= TASK =
Transcribe the records below from their first line through the line containing "[414,154,502,200]", including both ends.

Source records

....

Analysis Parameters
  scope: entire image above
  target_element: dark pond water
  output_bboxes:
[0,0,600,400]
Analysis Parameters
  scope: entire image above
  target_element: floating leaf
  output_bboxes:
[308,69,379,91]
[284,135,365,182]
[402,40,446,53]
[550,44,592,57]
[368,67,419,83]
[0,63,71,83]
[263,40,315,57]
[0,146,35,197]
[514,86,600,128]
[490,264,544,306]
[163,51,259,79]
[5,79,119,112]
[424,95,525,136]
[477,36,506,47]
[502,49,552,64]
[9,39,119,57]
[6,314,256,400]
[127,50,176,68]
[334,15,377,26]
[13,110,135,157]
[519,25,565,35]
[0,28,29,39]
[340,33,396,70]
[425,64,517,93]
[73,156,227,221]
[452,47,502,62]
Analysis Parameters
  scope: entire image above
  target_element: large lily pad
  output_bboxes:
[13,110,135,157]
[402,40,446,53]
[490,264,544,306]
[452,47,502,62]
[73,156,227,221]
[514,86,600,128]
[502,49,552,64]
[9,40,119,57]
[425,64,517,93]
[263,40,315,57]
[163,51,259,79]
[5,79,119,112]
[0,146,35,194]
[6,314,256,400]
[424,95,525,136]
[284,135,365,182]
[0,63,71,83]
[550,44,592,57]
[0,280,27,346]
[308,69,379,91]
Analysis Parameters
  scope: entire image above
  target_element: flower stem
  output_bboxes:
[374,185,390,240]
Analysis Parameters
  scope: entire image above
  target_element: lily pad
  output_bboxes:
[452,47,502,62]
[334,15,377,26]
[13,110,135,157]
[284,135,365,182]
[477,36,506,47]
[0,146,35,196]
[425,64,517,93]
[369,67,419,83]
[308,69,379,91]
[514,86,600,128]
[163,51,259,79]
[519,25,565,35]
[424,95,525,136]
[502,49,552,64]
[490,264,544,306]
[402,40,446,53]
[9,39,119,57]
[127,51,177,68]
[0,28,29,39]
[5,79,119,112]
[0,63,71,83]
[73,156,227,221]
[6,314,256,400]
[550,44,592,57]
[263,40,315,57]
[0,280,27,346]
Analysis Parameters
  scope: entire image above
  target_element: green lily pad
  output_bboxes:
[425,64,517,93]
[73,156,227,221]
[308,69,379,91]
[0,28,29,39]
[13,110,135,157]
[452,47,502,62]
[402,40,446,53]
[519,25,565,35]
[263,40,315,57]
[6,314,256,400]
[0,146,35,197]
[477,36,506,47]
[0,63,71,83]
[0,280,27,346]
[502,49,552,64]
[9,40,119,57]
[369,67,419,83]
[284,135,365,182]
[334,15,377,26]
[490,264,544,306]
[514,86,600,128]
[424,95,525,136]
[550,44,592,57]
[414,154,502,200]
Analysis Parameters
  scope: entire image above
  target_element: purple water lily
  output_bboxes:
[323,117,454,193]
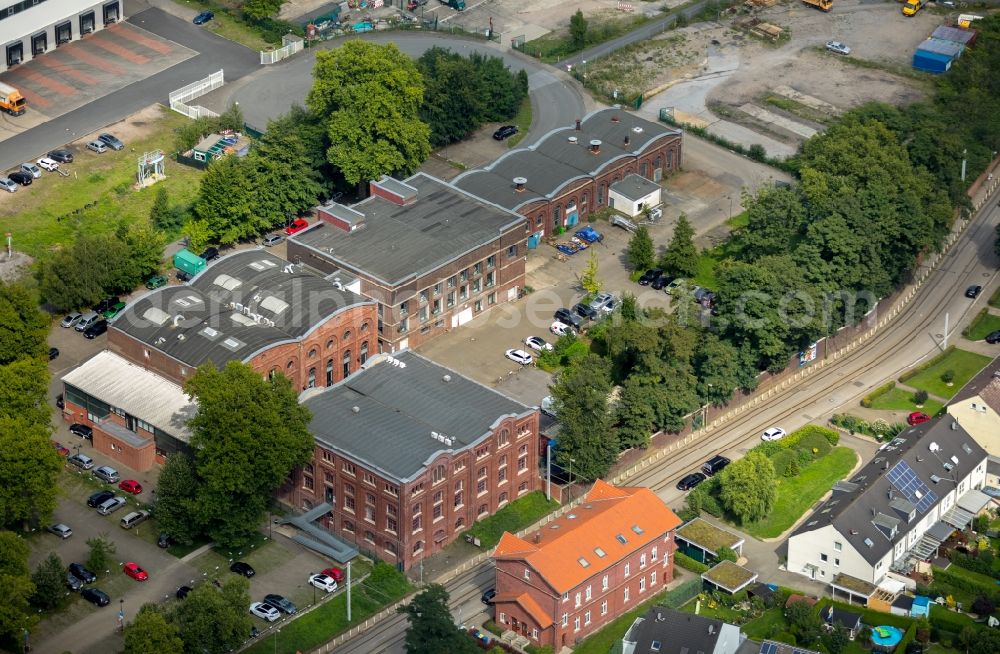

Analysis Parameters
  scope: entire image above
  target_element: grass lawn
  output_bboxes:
[962,309,1000,341]
[871,387,944,416]
[900,348,991,399]
[740,447,857,538]
[0,106,204,257]
[507,98,531,149]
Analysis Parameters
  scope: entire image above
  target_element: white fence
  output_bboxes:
[260,34,306,64]
[167,70,226,118]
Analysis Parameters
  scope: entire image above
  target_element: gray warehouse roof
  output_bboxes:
[305,351,535,483]
[290,173,524,286]
[453,108,680,210]
[792,416,986,565]
[111,249,371,367]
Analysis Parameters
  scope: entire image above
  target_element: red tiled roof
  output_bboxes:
[493,480,681,593]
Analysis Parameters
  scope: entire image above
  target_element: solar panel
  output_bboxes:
[886,461,937,513]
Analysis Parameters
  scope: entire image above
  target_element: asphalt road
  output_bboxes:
[214,32,585,145]
[0,7,260,170]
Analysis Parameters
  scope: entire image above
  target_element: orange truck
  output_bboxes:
[0,82,28,116]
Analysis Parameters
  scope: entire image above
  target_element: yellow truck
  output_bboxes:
[903,0,924,16]
[0,82,28,116]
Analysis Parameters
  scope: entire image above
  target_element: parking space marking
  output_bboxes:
[90,39,149,66]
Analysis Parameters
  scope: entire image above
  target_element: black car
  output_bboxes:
[554,308,583,329]
[639,268,663,286]
[69,563,97,584]
[83,320,108,338]
[677,472,707,490]
[701,455,730,477]
[229,561,257,579]
[573,302,600,320]
[87,491,115,508]
[493,125,517,141]
[264,593,298,615]
[80,588,111,606]
[7,170,34,186]
[49,150,73,163]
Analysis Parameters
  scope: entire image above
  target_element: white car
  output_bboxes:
[38,157,59,173]
[826,41,851,54]
[503,350,533,366]
[760,427,785,441]
[309,574,337,593]
[549,320,573,336]
[524,336,552,352]
[250,602,281,622]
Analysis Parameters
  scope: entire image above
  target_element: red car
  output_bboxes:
[285,218,309,236]
[321,568,344,584]
[118,479,142,495]
[122,561,149,581]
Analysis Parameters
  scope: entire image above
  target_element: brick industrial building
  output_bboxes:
[280,352,541,568]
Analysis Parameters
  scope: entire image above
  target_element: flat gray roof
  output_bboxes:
[304,351,535,483]
[289,173,524,286]
[110,248,372,367]
[453,108,680,210]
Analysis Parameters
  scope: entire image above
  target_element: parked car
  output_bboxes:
[7,170,35,186]
[760,427,785,441]
[285,218,309,236]
[118,479,142,495]
[122,561,149,581]
[493,125,517,141]
[264,593,298,615]
[677,472,707,491]
[146,275,167,291]
[97,132,125,151]
[66,452,94,470]
[503,350,534,366]
[80,588,111,606]
[524,336,552,352]
[69,422,94,441]
[83,318,108,338]
[48,522,73,540]
[68,563,97,584]
[309,573,337,593]
[250,602,281,622]
[229,561,257,579]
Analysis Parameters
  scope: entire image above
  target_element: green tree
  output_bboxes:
[626,225,655,271]
[397,584,479,654]
[719,450,777,523]
[660,213,698,277]
[580,250,602,295]
[31,552,69,611]
[551,354,618,479]
[569,9,587,50]
[87,533,118,574]
[0,416,62,528]
[156,453,200,545]
[306,41,430,186]
[0,531,38,640]
[184,361,313,547]
[125,603,184,654]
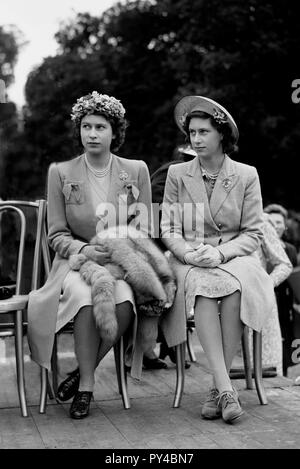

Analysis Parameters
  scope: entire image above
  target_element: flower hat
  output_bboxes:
[174,96,239,143]
[71,91,125,124]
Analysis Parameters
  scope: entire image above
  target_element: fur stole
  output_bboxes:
[69,226,176,351]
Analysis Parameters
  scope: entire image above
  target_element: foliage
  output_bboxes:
[2,0,300,209]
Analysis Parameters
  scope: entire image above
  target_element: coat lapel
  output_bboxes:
[107,155,125,207]
[210,155,238,218]
[182,157,215,225]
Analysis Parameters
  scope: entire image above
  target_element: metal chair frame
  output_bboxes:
[173,319,268,408]
[0,200,46,417]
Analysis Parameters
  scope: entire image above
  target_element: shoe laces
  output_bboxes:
[206,388,219,402]
[218,391,237,408]
[76,391,92,411]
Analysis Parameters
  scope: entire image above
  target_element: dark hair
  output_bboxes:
[74,111,128,151]
[183,111,238,154]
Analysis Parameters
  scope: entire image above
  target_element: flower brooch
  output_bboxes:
[222,178,232,192]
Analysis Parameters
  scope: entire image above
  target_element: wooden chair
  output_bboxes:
[0,200,46,417]
[173,319,268,408]
[287,266,300,304]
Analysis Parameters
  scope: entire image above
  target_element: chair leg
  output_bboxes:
[48,335,58,399]
[15,311,28,417]
[173,342,185,408]
[114,337,130,409]
[186,327,197,363]
[39,366,48,414]
[253,331,268,405]
[242,326,253,389]
[114,340,122,395]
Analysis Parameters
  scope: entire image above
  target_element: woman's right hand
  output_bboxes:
[80,245,110,265]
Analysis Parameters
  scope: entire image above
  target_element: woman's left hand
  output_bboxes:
[194,244,222,267]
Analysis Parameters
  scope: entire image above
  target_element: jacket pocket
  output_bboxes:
[62,180,85,205]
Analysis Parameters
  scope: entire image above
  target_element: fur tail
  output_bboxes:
[79,261,118,342]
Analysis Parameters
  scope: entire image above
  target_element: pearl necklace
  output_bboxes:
[84,153,112,178]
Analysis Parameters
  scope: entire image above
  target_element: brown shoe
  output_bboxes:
[70,391,93,419]
[57,368,80,402]
[201,388,222,420]
[218,389,244,423]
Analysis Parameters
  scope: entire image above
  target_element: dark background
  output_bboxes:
[0,0,300,210]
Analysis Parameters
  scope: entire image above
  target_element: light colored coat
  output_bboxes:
[161,156,274,346]
[28,155,151,369]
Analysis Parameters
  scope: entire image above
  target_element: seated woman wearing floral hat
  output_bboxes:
[161,96,273,422]
[28,91,151,419]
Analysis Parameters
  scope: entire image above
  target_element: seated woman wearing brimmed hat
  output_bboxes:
[161,96,274,422]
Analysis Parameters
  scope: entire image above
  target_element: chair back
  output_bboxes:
[287,266,300,303]
[0,199,50,295]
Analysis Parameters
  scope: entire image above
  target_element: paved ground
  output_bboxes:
[0,335,300,450]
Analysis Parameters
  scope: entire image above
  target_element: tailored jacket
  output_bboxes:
[28,155,152,369]
[161,155,274,346]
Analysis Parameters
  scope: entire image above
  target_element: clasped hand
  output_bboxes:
[80,245,110,265]
[184,243,222,267]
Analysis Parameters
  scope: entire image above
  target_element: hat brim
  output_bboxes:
[174,96,239,143]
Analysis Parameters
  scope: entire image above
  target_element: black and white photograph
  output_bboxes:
[0,0,300,454]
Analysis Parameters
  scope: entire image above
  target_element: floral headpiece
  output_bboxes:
[213,109,227,124]
[71,91,125,124]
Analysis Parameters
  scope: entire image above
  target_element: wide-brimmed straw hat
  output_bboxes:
[174,96,239,143]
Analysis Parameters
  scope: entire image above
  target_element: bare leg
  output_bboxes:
[195,296,232,393]
[220,291,244,372]
[74,306,100,391]
[96,301,134,367]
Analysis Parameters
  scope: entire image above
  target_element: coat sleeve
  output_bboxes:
[218,167,263,262]
[138,161,153,237]
[161,166,194,262]
[48,163,87,258]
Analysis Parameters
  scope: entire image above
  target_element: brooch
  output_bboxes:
[222,178,232,191]
[119,169,128,181]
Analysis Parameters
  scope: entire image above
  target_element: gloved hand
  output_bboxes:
[80,245,110,265]
[184,244,222,267]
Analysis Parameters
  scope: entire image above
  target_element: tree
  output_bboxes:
[2,0,300,209]
[0,25,24,197]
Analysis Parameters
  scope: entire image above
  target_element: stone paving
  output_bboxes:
[0,335,300,450]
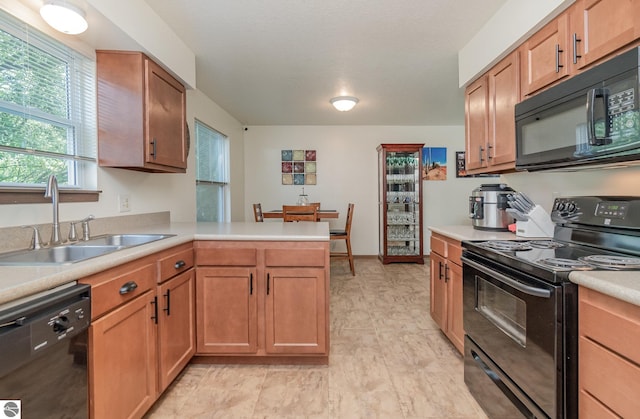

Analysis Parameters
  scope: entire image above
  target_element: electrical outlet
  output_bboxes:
[118,194,131,212]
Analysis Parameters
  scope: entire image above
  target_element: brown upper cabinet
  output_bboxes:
[465,51,520,174]
[520,0,640,96]
[96,51,189,173]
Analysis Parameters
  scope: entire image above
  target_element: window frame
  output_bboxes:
[194,118,231,222]
[0,10,101,204]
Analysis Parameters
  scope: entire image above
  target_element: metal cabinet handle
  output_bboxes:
[149,138,156,160]
[120,281,138,295]
[556,44,564,73]
[151,295,158,324]
[162,289,171,316]
[573,32,582,64]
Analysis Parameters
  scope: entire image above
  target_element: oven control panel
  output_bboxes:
[551,196,640,230]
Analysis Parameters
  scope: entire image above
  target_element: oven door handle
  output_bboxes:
[460,256,551,298]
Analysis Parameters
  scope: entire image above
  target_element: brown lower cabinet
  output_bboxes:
[195,241,329,363]
[80,243,195,419]
[578,287,640,419]
[429,233,464,354]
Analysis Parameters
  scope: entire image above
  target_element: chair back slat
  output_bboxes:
[253,204,264,223]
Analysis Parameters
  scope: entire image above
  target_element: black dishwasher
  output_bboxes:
[0,283,91,419]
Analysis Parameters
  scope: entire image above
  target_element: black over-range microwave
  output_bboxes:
[515,48,640,171]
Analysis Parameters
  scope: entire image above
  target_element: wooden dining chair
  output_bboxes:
[253,204,264,223]
[282,205,318,222]
[329,203,356,276]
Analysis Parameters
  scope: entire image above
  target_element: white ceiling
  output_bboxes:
[146,0,506,125]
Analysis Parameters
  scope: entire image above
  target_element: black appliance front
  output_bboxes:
[463,252,577,418]
[0,285,91,419]
[515,48,640,171]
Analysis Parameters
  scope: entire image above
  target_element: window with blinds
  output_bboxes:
[0,10,97,189]
[195,120,230,222]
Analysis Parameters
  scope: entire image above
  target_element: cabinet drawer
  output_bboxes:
[158,245,194,282]
[431,235,447,258]
[578,288,640,364]
[578,336,640,418]
[196,247,258,266]
[447,241,462,266]
[80,262,156,319]
[264,249,326,267]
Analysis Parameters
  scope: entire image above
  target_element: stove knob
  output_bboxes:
[53,316,69,333]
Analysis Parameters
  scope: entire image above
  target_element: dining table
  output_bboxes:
[262,208,340,219]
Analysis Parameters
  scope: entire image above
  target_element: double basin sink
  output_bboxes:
[0,234,174,266]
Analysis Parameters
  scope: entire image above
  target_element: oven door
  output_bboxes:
[462,255,563,418]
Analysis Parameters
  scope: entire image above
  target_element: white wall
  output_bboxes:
[244,126,488,255]
[458,0,575,87]
[0,0,244,227]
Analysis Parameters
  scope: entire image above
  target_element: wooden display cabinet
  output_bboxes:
[377,144,424,264]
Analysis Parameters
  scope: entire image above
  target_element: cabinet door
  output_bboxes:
[571,0,640,68]
[445,261,464,354]
[521,13,571,96]
[264,268,328,354]
[158,270,196,392]
[464,76,489,170]
[429,252,447,331]
[196,267,258,354]
[145,59,188,169]
[89,291,158,419]
[487,51,520,169]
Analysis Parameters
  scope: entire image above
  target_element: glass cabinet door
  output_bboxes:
[379,144,424,263]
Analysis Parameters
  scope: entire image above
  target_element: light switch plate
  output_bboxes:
[118,194,131,212]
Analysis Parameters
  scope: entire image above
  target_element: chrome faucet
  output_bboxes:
[44,175,64,246]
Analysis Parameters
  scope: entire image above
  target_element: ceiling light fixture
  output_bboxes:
[40,0,89,35]
[329,96,358,112]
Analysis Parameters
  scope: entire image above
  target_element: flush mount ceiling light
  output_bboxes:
[40,0,89,35]
[329,96,358,112]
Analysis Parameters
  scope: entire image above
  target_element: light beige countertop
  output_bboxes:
[569,271,640,306]
[0,221,329,305]
[429,225,544,241]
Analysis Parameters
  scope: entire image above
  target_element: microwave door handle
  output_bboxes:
[587,88,611,146]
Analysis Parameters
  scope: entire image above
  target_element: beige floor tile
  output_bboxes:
[147,258,486,419]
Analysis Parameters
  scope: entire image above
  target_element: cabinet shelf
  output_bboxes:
[377,144,424,263]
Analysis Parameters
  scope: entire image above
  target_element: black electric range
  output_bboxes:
[463,196,640,283]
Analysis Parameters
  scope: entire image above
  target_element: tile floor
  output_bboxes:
[147,258,486,419]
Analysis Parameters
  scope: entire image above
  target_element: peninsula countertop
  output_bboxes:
[0,221,329,304]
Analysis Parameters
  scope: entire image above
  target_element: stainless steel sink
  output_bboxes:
[0,234,175,266]
[0,245,124,266]
[73,234,175,247]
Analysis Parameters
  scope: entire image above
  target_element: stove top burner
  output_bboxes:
[578,255,640,270]
[480,240,533,252]
[529,240,565,249]
[536,258,594,271]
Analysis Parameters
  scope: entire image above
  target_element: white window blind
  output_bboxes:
[195,120,230,222]
[0,11,97,189]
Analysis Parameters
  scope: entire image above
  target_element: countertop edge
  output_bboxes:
[0,222,330,305]
[569,271,640,306]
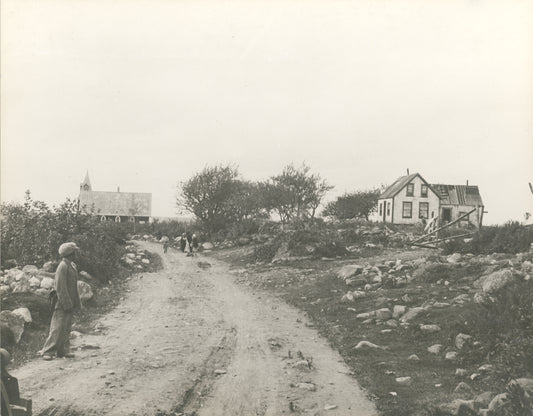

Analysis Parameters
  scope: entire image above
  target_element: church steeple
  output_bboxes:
[80,170,93,192]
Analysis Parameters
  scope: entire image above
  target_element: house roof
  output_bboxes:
[79,191,152,217]
[431,184,483,206]
[379,173,439,199]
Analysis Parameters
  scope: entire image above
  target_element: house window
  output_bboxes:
[402,201,413,218]
[418,202,429,219]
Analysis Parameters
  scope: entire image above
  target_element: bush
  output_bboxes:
[444,222,533,254]
[0,192,126,280]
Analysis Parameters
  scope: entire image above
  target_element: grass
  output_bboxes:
[208,244,532,416]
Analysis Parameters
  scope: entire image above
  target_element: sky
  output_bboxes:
[0,0,533,224]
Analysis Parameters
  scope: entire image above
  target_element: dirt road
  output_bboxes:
[14,243,376,416]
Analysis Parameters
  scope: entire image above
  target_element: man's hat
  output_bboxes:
[58,242,80,257]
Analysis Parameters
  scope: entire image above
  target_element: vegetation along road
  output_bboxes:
[16,243,376,416]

....

= OUTPUT OF THE EXERCISE =
Analysis Parameters
  scope: entire image above
  target_element: dark pond water
  output_bboxes:
[0,0,600,400]
Analysis Parameters
  scope: entire image above
  target_element: floating leaf
  output_bboxes:
[308,69,379,91]
[284,135,365,182]
[402,40,446,53]
[550,44,592,57]
[368,67,419,83]
[0,63,71,83]
[263,40,315,57]
[0,146,35,197]
[514,86,600,128]
[490,264,544,306]
[163,51,259,79]
[5,79,119,112]
[424,95,525,136]
[477,36,506,47]
[502,49,552,64]
[9,39,119,57]
[6,314,256,400]
[127,50,176,68]
[334,15,377,26]
[13,110,135,157]
[519,25,565,35]
[0,28,29,39]
[340,33,396,70]
[425,64,517,93]
[73,156,227,221]
[452,47,502,62]
Analysis Parameters
  scope: entire image above
  target_element: large lily pad
  output_bboxes:
[13,110,135,157]
[402,40,446,53]
[490,264,544,306]
[452,47,502,62]
[73,156,227,221]
[514,86,600,128]
[502,49,552,64]
[9,40,119,57]
[425,64,517,93]
[263,40,315,57]
[163,51,259,79]
[5,79,119,112]
[0,146,35,194]
[6,314,256,400]
[424,95,525,136]
[284,135,365,182]
[0,63,71,83]
[550,44,592,57]
[0,280,27,346]
[308,69,379,91]
Analysis Parameters
  scope: entire image above
  target_element: flower stem
  output_bboxes:
[374,185,390,240]
Analysis Parameters
  scope: entire image above
  target_element: lily pad
  output_bboxes:
[452,47,502,62]
[334,15,377,26]
[13,110,135,157]
[284,135,365,182]
[477,36,506,47]
[0,146,35,196]
[425,64,517,93]
[369,67,419,83]
[308,69,379,91]
[514,86,600,128]
[163,51,259,79]
[519,25,565,35]
[424,95,525,136]
[502,49,552,64]
[490,264,544,306]
[402,40,446,53]
[9,39,119,57]
[127,51,177,68]
[0,28,29,39]
[5,79,119,112]
[0,63,71,83]
[73,156,227,221]
[6,314,256,400]
[550,44,592,57]
[263,40,315,57]
[0,280,27,346]
Analysis Parameters
  scope: entire image above
  target_element: green lily pad
  output_bboxes:
[425,64,517,93]
[73,156,227,221]
[308,69,379,91]
[0,28,29,39]
[13,110,135,157]
[452,47,502,62]
[402,40,446,53]
[519,25,565,35]
[263,40,315,57]
[6,314,256,400]
[0,146,35,197]
[477,36,506,47]
[0,63,71,83]
[0,280,27,346]
[502,49,552,64]
[9,40,119,57]
[369,67,419,83]
[284,135,365,182]
[334,15,377,26]
[490,264,544,306]
[514,86,600,128]
[424,95,525,136]
[550,44,592,57]
[414,154,502,200]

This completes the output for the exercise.